**Records for this task:**
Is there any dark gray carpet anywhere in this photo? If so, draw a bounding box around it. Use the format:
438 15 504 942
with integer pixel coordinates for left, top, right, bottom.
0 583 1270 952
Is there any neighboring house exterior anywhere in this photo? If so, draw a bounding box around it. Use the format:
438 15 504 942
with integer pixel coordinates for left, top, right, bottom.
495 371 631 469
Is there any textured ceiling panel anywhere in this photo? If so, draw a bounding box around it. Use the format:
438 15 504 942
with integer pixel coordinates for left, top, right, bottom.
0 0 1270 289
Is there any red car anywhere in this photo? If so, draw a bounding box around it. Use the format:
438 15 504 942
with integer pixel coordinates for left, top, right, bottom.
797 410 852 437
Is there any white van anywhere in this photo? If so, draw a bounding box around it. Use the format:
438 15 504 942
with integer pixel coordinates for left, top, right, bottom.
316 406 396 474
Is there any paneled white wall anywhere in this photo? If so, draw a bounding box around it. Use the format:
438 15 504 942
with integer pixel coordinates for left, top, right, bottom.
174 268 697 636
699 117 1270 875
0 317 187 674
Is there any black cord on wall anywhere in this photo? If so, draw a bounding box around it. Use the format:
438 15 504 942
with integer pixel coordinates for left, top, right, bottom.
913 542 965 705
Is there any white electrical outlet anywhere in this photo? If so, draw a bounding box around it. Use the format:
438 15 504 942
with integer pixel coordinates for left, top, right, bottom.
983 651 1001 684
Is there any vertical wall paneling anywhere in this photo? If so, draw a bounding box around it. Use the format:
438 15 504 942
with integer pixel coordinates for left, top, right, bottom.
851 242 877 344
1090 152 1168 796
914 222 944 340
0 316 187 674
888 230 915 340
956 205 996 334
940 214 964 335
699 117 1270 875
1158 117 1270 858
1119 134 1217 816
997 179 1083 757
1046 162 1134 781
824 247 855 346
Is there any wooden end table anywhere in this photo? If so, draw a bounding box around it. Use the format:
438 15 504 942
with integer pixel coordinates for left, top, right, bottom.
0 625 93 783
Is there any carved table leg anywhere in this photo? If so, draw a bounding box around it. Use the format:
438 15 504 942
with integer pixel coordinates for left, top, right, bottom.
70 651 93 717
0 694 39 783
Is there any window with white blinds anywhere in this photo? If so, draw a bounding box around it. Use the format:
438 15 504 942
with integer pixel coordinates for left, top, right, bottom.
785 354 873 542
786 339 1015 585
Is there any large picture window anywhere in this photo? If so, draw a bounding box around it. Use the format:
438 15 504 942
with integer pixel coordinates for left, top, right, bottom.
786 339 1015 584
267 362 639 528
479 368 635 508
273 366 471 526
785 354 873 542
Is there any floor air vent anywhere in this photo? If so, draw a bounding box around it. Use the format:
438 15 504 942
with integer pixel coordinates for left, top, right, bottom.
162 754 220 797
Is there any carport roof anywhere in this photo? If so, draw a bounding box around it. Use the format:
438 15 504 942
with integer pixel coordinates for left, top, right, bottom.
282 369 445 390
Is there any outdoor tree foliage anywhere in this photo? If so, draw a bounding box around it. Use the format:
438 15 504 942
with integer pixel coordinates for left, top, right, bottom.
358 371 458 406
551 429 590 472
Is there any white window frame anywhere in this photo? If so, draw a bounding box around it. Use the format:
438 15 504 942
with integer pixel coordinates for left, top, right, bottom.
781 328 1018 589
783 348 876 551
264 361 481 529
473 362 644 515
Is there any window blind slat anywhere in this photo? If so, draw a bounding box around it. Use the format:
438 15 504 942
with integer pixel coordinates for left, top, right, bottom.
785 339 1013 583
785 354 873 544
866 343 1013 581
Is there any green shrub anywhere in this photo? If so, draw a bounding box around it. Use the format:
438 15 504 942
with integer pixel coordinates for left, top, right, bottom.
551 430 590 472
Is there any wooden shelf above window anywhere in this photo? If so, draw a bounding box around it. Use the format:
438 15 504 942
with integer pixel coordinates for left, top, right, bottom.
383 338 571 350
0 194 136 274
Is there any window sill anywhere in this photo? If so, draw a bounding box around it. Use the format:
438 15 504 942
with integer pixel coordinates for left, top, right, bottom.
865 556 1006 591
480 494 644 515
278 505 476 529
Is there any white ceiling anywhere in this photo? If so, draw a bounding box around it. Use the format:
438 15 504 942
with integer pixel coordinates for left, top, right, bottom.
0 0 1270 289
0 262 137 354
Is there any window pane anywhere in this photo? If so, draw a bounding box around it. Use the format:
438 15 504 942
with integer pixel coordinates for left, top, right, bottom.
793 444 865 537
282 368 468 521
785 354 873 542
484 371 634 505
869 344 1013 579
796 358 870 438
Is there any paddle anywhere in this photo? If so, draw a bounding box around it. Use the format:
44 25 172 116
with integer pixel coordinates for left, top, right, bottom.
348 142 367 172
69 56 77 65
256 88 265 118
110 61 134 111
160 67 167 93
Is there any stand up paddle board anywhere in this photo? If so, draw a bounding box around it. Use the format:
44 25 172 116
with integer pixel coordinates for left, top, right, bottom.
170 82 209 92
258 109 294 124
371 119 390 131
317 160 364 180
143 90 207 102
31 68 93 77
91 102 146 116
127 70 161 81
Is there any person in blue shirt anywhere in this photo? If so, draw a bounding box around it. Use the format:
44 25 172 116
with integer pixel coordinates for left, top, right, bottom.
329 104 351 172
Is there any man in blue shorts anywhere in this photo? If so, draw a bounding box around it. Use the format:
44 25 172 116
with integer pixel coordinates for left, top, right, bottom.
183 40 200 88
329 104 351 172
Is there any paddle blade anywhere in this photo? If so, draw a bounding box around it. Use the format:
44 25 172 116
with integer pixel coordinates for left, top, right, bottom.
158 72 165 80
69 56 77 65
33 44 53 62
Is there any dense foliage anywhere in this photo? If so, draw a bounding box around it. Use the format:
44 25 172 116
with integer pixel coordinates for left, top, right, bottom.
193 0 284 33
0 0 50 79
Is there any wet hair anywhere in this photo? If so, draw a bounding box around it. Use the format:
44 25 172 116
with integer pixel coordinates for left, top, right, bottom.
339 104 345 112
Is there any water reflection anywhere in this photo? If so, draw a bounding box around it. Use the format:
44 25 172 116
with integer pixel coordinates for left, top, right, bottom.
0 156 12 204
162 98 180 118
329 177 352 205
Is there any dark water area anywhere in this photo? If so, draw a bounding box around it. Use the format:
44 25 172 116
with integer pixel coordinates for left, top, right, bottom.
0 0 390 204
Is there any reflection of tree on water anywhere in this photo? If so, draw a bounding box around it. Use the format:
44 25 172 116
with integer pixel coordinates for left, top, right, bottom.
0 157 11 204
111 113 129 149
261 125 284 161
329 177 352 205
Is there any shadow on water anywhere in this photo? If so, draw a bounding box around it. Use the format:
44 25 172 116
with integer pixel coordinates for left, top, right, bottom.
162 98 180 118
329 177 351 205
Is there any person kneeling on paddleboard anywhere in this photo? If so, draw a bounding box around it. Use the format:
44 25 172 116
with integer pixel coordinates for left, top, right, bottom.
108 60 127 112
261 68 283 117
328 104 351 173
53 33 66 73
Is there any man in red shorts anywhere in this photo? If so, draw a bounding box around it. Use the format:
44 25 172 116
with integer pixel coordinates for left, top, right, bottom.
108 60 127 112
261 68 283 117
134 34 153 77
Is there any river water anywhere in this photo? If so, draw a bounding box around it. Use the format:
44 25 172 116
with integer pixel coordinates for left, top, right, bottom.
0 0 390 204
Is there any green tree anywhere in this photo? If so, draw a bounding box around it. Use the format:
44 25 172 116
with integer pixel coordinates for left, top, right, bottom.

**What needs to be done:** From the records above, list every line that contains the word "wall", copying each line in full.

**Task solution:**
Is there any paneled white wall anywhere in this photo? If so, draw a bounding box around it. Use the format:
Is there any black cord on wall anywhere in this photo? If so, draw a bounding box around it. Use the format:
Is there any vertical wall paneling anywhere in this photo? If so, draw a bounding box around it. Use the format:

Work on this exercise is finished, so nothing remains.